GOALS
1: Copy the stretch of the TIFF pixel question from "I am trying" through "back to normal.".
2: Turn the stretch of the records from the line containing "the man holding" through the end of the records into a JSON list of strings, one string per line, with blank lines omitted.

ARTICLE
I am trying to set some specific pixels inside a image to black, those images are in tiff format, which requires me to decompose them in their respective frames, therefore my tiff image has 50 different frames. For such task, I am using simple values by accessing the pixel index at their given position and simply setting their values to 0. For instance:
img[10, 50] = 0
every time I try setting their pixels the image goes yellow instantly.
However, if I remove every line that changes/sets the pixel values to black, the image goes back to normal.
Here's my code:
from PIL import Image
%pylab inline
import matplotlib.pyplot as plt
import matplotlib.image as mpimg
image = "myimage.tif"
path = "C:/Dataset/Face1" + image
plt.imshow(img)
img=mpimg.imread(path)
img[15, 60] = 0
img[15, 85] = 0
img[15, 105] = 0
img[35, 60] = 0
img[35, 85] = 0
img[35, 105] = 0
img[45, 60] = 0
img[43, 75] = 0
img[43, 92] = 0
img[43, 105] = 0
img[58, 55] = 0
img[65, 83] = 0
img[58, 110] = 0
img[75, 83] = 0
img[85, 75] = 0
img[85, 90] = 0
img[90 ,83] = 0
img[95, 60] = 0
img[99, 83] = 0
img[99, 103] = 0
I tried normalizing my image the easy way using opencv2:
img1 = cv2.imread('image.tif', cv2.IMREAD_GRAYSCALE)

DATASET EXCERPTS
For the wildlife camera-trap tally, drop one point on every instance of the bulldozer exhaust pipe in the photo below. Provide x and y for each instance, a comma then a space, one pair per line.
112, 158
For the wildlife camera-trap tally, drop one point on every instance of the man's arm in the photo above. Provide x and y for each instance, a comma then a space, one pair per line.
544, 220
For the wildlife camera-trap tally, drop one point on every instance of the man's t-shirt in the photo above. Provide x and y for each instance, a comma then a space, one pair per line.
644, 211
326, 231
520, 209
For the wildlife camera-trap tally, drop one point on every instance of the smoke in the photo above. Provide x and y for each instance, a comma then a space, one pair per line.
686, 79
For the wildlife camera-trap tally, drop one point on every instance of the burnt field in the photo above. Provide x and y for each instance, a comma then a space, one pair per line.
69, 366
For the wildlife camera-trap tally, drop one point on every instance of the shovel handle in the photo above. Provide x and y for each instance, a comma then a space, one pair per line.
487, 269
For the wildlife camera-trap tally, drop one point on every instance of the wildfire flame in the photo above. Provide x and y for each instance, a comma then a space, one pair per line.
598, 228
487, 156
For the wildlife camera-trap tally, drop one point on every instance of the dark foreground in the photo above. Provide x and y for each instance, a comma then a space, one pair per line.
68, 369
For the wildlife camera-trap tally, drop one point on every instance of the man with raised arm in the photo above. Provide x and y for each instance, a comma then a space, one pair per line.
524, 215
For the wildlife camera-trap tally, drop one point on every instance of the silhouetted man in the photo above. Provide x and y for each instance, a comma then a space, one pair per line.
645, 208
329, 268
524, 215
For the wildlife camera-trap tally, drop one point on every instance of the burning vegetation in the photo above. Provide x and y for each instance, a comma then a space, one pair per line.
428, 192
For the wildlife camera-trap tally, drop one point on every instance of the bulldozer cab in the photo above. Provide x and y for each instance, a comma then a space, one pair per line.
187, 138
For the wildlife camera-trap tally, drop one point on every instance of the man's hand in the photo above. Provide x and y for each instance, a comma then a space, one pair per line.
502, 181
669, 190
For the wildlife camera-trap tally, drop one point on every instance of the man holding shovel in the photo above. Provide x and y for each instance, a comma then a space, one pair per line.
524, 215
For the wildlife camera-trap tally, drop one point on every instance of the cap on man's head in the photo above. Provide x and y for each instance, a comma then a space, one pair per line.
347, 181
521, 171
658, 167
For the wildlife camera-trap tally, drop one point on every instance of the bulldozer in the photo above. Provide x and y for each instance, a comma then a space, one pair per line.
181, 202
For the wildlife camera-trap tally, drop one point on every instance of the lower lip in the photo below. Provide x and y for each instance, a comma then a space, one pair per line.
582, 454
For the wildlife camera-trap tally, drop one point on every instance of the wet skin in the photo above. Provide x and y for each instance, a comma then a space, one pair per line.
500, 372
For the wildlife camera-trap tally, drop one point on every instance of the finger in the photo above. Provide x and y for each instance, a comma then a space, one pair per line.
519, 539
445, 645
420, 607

THE REPLIES
1:
I am trying to set some specific pixels inside a image to black, those images are in tiff format, which requires me to decompose them in their respective frames, therefore my tiff image has 50 different frames. For such task, I am using simple values by accessing the pixel index at their given position and simply setting their values to 0. For instance:
img[10, 50] = 0
every time I try setting their pixels the image goes yellow instantly.
However, if I remove every line that changes/sets the pixel values to black, the image goes back to normal.

2:
[
  "For the wildlife camera-trap tally, drop one point on every instance of the man holding shovel in the photo above. Provide x and y for each instance, a comma then a space, one pair per line.",
  "524, 215",
  "For the wildlife camera-trap tally, drop one point on every instance of the cap on man's head in the photo above. Provide x and y for each instance, a comma then a space, one pair per line.",
  "347, 181",
  "521, 171",
  "658, 167",
  "For the wildlife camera-trap tally, drop one point on every instance of the bulldozer in the photo above. Provide x and y for each instance, a comma then a space, one pair per line.",
  "181, 202",
  "For the wildlife camera-trap tally, drop one point on every instance of the lower lip in the photo below. Provide x and y for each instance, a comma then a space, one pair per line.",
  "582, 454",
  "For the wildlife camera-trap tally, drop one point on every instance of the wet skin in the photo above. Provide x and y for each instance, a comma then a space, one pair per line.",
  "500, 372",
  "For the wildlife camera-trap tally, drop one point on every instance of the finger in the photo above. Provide x and y for each instance, a comma then a space, one pair per line.",
  "519, 539",
  "445, 645",
  "420, 607"
]